■ Text provided ■
- Opening Delimiter -
Ella Buchanan (July 14, 1867 - July 15, 1951) was an American sculptor.

== Biography ==
Born in Canada, Buchanan grew up in Springfield, Illinois and Pittsburg, Kansas, where her father was a newspaper editor. She trained at the Art Institute of Chicago, where she also taught from 1911 to 1915. She became a sculptor in Los Angeles, California, and she was the vice president of the Sculptors' Guild of Southern California. Her work was part of the sculpture event in the art competition at the 1932 Summer Olympics.

Much of Buchanan's work featured social issues such as slavery, women’s rights, poverty, and early settlement of the California frontier. Among her works were “The Young Lincoln” (1927), “The Spirit of the West Going Forward” (1917), and “Navaho Indian and Zuni Girl” (1931). In 1938, her smaller-scale sculptures of cowboys, Indians and soldiers toured California as part of the WPA Federal Art Exhibition.
- Closing Delimiter -
■ Assigned task 1 ■
In the Ella Buchanan biography, where did Buchanan teach from 1911 to 1915?
■ Assigned task 2 ■
Write a continuation of the Ella Buchanan biography, starting right after its last sentence.
The data after this point is separate material and has nothing to do with the Ella Buchanan biography.

■ Data for review ■
- Opening Delimiter -
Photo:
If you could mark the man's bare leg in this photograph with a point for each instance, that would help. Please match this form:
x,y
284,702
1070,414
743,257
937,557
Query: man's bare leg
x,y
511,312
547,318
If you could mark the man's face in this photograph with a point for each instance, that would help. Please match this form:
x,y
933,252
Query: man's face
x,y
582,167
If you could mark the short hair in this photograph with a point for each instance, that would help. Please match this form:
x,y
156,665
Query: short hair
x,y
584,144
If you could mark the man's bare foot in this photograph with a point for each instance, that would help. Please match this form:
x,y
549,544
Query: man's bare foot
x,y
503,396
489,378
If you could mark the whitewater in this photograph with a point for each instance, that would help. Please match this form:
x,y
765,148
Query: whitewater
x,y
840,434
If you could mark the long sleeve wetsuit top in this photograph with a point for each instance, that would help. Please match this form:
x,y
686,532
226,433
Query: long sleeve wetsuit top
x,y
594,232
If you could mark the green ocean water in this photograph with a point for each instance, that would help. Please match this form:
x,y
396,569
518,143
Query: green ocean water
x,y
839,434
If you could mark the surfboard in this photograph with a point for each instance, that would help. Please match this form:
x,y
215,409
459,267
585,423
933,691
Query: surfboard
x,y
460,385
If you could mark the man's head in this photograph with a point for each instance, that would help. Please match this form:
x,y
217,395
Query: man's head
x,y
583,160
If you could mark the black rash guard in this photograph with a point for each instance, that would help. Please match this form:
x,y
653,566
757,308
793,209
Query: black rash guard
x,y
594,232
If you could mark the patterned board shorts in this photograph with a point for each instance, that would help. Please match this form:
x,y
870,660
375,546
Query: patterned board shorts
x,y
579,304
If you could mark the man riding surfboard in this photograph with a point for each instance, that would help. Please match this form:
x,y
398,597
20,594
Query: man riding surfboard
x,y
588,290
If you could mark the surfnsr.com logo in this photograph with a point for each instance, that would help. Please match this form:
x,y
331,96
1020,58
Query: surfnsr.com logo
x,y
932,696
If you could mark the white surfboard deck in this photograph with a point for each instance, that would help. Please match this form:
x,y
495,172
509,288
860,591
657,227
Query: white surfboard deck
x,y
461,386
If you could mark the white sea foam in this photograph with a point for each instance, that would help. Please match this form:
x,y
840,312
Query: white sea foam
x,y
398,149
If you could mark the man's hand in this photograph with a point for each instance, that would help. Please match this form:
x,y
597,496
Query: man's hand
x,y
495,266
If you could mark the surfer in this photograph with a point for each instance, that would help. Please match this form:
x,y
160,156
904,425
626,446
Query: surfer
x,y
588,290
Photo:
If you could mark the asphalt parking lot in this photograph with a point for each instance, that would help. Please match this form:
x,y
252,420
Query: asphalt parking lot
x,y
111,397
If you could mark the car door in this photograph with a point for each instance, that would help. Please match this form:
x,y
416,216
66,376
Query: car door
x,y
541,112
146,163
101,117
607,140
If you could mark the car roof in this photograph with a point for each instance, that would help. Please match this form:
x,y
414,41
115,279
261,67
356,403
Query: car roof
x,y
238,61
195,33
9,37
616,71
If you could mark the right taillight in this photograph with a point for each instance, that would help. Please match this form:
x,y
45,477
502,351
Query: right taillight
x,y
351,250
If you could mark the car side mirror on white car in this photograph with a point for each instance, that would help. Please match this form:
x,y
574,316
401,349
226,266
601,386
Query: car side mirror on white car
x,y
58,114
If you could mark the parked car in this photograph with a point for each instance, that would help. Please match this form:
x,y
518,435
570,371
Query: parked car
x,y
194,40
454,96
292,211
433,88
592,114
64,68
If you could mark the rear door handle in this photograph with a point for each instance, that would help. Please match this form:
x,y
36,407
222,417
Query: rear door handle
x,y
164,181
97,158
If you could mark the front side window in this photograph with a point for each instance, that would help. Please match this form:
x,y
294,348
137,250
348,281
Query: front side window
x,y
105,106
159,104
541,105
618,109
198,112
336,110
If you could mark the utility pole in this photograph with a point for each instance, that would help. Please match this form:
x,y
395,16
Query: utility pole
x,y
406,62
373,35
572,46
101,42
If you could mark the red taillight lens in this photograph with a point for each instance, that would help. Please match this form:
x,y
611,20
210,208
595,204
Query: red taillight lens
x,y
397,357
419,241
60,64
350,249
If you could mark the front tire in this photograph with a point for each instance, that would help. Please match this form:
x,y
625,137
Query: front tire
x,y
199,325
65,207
- Closing Delimiter -
■ Your response 1 ■
At the Art Institute of Chicago.

■ Your response 2 ■
Buchanan’s most well-known sculpture was “The Suffragist Trying to Arouse Her Sisters” (1911). This sculpture was widely reproduced in small scale, and on posters, banners, and cards. The woman in the center of the group is the suffragist, blowing her metaphoric horn to awaken her sisters. The downtrodden figures around her represent Degradation, Vanity, Conventionality, and the Wage Earner, all of whom rely on the suffragist to lift them up.